▸ ISTRUZIONE SCRITTA 1
Nel brano sulle Olimpiadi di Sarajevo, in quale stadio venne accesa la fiamma olimpica?

─── BRANO MOSTRATO ───

|
Il logo ufficiale delle Olimpiadi di Sarajevo
|
Trent'anni fa, si svolse a Sarajevo la
XIV edizione dei Giochi Olimpici Invernali. C'era aria di festa quel
8 febbraio nella captale della Bosnia Erzegovina, quando la fiamma
olimpica fu accesa nello stadio Kosevo. E c'era anche tanta neve. Fu
la prima olimpiade invernale tenutasi in un paese comunista. Fu un
primato per numero di partecipanti con quasi 1300 atleti arrivati da
quarantanove paesi che furono visti da due miliardi di
telespettatori. Per la prima volta i disabili gareggiarono nello
slalom gigante, seppure come sport dimostrativo. E per la prima volta
la Jugoslavia conquistò una medaglia ai Giochi invernali. Quando nel
1977 Sarajevo si candidò a ospitare le Olimpiadi invernali, pochi
erano disposti a credere che il sogno si sarebbe trasformato in
realtà. Meno di dieci anni dopo quel sogno si trasformò in un
incubo: quello della guerra e del più lungo assedio della storia
bellica moderna. Le strutture olimpiche, simbolo della storia e della
vita in comune dei popoli jugoslavi, furono tra i primi bersagli dei
bombardamenti. Per molti, le Olimpiadi di Sarajevo furono l'ultimo
episodio di vita della Jugoslavia, forse l'ultima illusione: dietro
la facciata covavano le tensioni ed erano già all'opera le forze che
avrebbero condotto alle guerre degli anni '90. Forse anche per
questo, il ricordo di quei Giochi è rimasto nella memoria di tanti
nella ex Jugoslavia. A Sarajevo i simboli delle Olimpiadi sono ancora
tra i souvenir più venduti ai turisti e i segnali stradali indicano
ancora “la montagna olimpica”. Anche se oggi i serbi sciano sul
monte Jahorina e i bosniaci sul Bjelašnica.

─── RIGHE SALVATE ───

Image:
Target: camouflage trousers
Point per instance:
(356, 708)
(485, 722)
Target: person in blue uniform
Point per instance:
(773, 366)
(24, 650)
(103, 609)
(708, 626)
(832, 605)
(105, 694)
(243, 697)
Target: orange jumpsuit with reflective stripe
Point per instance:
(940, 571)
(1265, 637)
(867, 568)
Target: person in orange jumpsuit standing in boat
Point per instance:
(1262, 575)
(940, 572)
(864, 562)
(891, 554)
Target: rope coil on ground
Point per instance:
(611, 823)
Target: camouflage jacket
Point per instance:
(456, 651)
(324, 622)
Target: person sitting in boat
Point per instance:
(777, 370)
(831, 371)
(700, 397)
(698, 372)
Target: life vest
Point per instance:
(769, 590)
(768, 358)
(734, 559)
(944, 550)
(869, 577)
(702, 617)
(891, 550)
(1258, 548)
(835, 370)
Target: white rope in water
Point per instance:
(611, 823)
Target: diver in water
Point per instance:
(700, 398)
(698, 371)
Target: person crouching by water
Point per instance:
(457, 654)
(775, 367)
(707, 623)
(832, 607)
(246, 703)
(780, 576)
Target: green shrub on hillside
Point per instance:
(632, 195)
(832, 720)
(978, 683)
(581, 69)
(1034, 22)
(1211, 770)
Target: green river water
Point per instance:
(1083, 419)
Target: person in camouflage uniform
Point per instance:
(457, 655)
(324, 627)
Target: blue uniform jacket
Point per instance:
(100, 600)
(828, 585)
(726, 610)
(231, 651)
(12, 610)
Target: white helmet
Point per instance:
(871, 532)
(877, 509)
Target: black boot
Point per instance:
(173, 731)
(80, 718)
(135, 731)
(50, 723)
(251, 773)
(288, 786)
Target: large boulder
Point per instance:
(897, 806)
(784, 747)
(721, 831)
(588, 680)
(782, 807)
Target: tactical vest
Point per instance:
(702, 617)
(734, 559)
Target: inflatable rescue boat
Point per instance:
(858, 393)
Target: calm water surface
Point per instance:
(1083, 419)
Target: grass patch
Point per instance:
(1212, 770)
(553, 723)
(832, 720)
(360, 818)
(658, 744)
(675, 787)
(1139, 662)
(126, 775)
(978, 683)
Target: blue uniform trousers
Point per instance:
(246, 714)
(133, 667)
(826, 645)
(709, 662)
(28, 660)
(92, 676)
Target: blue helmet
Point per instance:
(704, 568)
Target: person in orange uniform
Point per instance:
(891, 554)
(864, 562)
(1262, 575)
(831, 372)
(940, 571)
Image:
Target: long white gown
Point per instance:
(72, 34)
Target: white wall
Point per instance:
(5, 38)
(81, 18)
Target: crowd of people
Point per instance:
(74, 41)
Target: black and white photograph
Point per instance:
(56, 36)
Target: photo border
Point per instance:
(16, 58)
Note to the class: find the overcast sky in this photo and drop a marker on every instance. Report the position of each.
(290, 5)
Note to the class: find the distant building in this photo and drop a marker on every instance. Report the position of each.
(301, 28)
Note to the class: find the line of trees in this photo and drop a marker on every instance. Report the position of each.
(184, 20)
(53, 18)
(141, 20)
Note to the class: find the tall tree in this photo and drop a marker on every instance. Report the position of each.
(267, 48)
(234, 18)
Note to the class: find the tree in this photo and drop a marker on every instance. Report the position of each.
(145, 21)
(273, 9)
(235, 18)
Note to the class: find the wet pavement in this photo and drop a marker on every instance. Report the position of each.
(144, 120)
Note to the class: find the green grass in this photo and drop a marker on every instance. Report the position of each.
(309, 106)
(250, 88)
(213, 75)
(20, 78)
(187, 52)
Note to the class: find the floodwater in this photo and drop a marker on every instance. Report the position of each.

───

▸ ISTRUZIONE SCRITTA 2
Stampa senza modifiche le righe che vanno da quella contenente "Note to the class: find the green" fino all'ultima riga, entrambe comprese.

▸ RISPOSTA CORRETTA 1
Nello stadio Kosevo.

▸ RISPOSTA CORRETTA 2
Note to the class: find the green grass in this photo and drop a marker on every instance. Report the position of each.
(309, 106)
(250, 88)
(213, 75)
(20, 78)
(187, 52)
Note to the class: find the floodwater in this photo and drop a marker on every instance. Report the position of each.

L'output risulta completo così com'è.